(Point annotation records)

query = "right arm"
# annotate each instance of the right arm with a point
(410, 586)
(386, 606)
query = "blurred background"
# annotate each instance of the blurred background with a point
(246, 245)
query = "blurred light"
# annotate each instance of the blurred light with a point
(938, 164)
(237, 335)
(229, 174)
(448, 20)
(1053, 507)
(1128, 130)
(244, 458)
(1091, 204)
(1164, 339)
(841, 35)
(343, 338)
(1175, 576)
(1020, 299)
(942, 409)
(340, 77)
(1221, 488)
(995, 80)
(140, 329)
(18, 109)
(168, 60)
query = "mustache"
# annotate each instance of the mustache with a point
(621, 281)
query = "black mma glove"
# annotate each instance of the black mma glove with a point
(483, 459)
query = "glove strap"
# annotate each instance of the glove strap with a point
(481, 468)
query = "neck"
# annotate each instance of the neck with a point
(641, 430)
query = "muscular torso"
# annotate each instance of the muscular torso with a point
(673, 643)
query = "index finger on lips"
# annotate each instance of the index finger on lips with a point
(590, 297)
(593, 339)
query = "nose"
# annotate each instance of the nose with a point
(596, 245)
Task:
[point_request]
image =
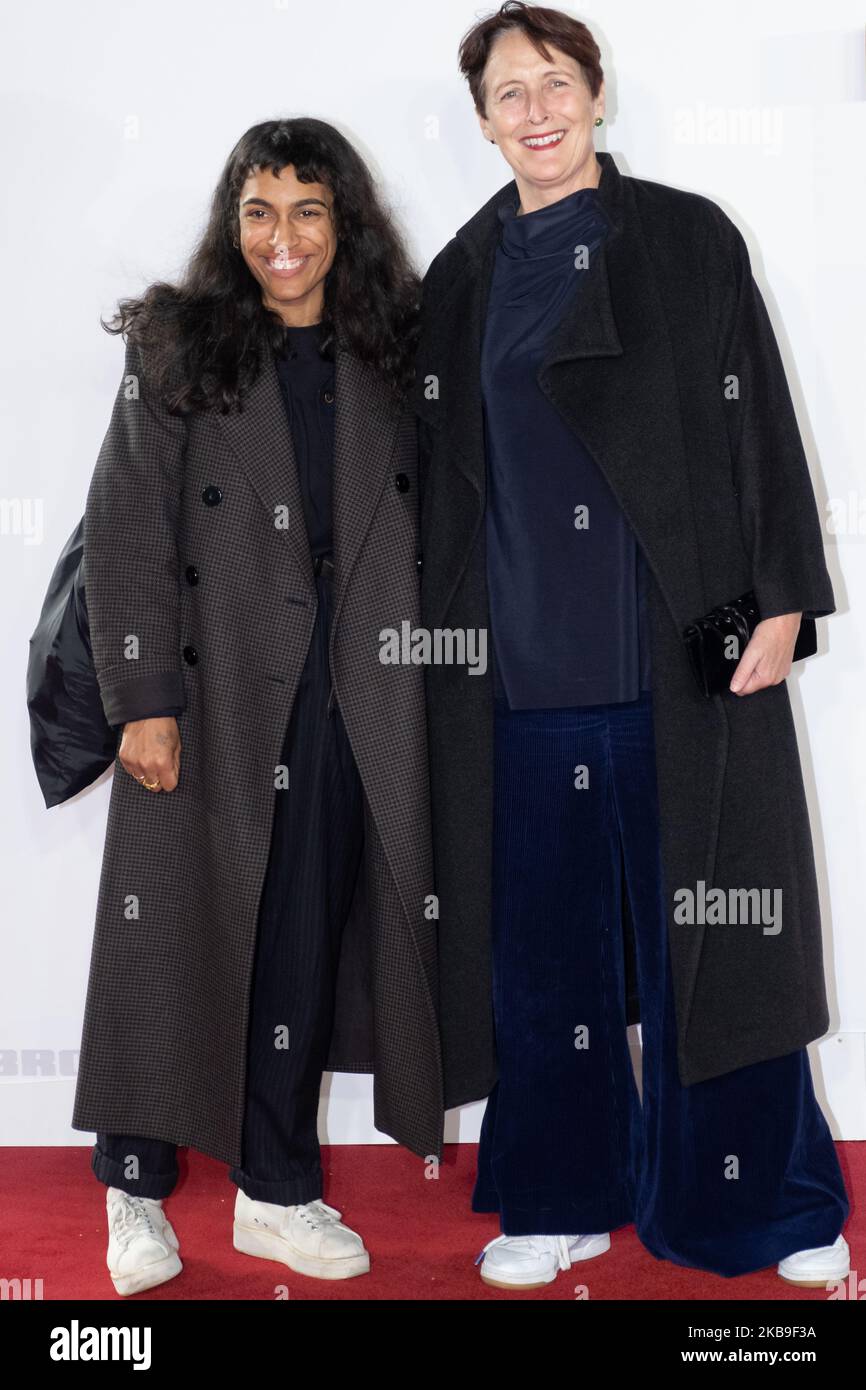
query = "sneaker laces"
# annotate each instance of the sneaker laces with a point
(559, 1244)
(317, 1214)
(131, 1215)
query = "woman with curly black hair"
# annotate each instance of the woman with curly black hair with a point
(264, 906)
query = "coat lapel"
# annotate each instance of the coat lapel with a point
(609, 364)
(366, 426)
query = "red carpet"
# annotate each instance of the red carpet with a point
(420, 1232)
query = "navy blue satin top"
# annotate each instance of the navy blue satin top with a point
(566, 580)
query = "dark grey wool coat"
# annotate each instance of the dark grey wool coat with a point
(221, 598)
(717, 492)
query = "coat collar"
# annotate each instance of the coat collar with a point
(609, 369)
(480, 231)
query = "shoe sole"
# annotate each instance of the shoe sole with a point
(816, 1283)
(148, 1278)
(501, 1283)
(266, 1246)
(542, 1283)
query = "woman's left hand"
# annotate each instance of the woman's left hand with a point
(768, 658)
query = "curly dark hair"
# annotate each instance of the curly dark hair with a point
(210, 330)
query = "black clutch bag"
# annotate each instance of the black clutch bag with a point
(713, 656)
(71, 740)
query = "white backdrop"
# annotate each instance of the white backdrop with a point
(117, 118)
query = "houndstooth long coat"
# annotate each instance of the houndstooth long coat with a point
(185, 551)
(716, 487)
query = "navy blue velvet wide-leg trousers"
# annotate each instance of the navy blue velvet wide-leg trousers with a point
(727, 1175)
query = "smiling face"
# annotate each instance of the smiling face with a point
(540, 113)
(288, 242)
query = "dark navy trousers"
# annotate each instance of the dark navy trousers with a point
(727, 1175)
(314, 861)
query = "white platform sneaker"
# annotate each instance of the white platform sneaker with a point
(534, 1261)
(309, 1239)
(815, 1268)
(142, 1244)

_Request_: Leave out the pictures and transcribe everything else exactly.

_Full output_:
query = "right arm"
# annotate each instance of the right arm with a point
(410, 586)
(386, 606)
query = "blurred background"
# annotate each instance of the blurred background with a point
(246, 245)
query = "blurred light"
# annotate each instance of the blurred light with a point
(938, 164)
(237, 335)
(229, 174)
(448, 20)
(1053, 507)
(1128, 130)
(244, 458)
(1091, 204)
(1164, 339)
(841, 35)
(343, 338)
(1175, 576)
(1020, 299)
(942, 409)
(340, 77)
(1221, 488)
(995, 80)
(140, 329)
(18, 109)
(168, 60)
query = "mustache"
# annotate each instance of the mustache with a point
(621, 281)
query = "black mma glove"
# annotate each instance of the black mma glove with a point
(483, 459)
query = "glove strap"
# annotate each instance of the glove strap with a point
(481, 468)
query = "neck"
# annotate each instance of the neck with a point
(641, 430)
query = "muscular torso"
# annotate each instance of the muscular torso with a point
(673, 643)
query = "index finger on lips"
# annotate each instance of the index finger on lips with a point
(590, 297)
(593, 339)
query = "nose"
# annotate each instance of the nose with a point
(596, 245)
Task:
[point_request]
image =
query = "sneaker laces"
# annotate each instance of the sneaker laces with a point
(559, 1244)
(317, 1214)
(131, 1215)
query = "woman with curly black hair"
# annotate each instance of the woman with curly black hair with a point
(264, 906)
query = "coat lapel"
# annotate each instance of the coat lapel with a point
(609, 364)
(366, 426)
query = "red carpet"
# annotate each instance of the red carpet with a point
(420, 1232)
query = "navy blue satin top"
# annotate each instance of the navy blue satin top with a point
(566, 580)
query = "dark grey wool coat"
# annotate each instance of the dark grey wool coat with a point
(221, 598)
(717, 492)
query = "coat collar"
# annotate each instance of the coat collar with a point
(609, 369)
(480, 231)
query = "shoe sole"
# annotate each instance of the shoe sole with a point
(816, 1283)
(148, 1278)
(501, 1283)
(266, 1246)
(542, 1283)
query = "woman's left hand"
# annotate each instance of the woman's left hand with a point
(768, 658)
query = "curly dark hair"
# annotate each instance of the curly dark hair with a point
(210, 330)
query = "black clutch bag"
# annotate each instance of the black clutch bag with a point
(713, 656)
(71, 740)
query = "white backdrop"
# annotate each instance of the white backdrop with a point
(117, 118)
query = "houndstooth long coat"
# annotate each instance of the houndstooth long coat with a point
(185, 551)
(716, 487)
query = "navy blue velvet wide-leg trousers"
# annotate each instance of the navy blue velvet wide-leg trousers with a point
(727, 1175)
query = "smiling face"
# annotate each instance of the smiling face with a point
(540, 113)
(288, 242)
query = "dark navy trousers"
# annotate each instance of the dark navy trousers with a point
(727, 1175)
(314, 861)
query = "white platform sneaker"
# annotate each instance of the white platform sneaker with a point
(534, 1261)
(309, 1239)
(815, 1268)
(142, 1244)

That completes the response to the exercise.